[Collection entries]
==*==

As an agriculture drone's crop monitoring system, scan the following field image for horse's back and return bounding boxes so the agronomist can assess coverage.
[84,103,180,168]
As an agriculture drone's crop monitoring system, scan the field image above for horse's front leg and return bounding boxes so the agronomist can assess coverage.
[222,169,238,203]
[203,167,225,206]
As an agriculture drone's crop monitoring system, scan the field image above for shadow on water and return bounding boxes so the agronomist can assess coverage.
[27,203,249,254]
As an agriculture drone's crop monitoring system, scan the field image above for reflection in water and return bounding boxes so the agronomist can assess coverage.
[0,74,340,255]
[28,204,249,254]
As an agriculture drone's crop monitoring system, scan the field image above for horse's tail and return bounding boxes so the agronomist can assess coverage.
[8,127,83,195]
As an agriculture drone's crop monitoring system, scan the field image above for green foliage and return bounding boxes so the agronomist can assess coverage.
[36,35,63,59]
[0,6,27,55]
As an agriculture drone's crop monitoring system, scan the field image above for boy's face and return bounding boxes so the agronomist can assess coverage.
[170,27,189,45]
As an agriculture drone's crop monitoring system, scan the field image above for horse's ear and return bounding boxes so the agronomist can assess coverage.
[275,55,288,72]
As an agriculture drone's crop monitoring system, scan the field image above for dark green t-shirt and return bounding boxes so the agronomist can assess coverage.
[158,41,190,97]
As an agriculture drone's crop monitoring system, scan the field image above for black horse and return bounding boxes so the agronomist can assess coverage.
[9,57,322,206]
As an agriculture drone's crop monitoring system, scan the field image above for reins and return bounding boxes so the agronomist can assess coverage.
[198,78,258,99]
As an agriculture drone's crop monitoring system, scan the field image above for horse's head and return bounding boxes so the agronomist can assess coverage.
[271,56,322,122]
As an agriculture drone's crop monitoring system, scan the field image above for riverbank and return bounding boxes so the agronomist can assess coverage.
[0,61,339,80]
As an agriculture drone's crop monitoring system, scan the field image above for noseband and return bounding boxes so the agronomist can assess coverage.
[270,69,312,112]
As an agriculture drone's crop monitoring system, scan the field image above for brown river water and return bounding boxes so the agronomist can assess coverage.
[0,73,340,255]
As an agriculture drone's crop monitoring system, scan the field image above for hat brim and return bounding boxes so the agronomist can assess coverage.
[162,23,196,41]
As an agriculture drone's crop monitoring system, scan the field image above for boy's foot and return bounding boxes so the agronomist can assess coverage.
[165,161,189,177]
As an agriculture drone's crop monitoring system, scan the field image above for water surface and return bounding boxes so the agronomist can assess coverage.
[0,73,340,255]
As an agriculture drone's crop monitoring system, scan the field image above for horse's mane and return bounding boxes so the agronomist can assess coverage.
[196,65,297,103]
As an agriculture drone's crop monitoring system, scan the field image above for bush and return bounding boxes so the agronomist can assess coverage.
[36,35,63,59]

==*==

:: WHAT YOU SHOULD DO ::
Count the lines in the entries above that contain the string "green", treating case as significant. How many are there, as a bare number?

:: EXERCISE OUTPUT ::
2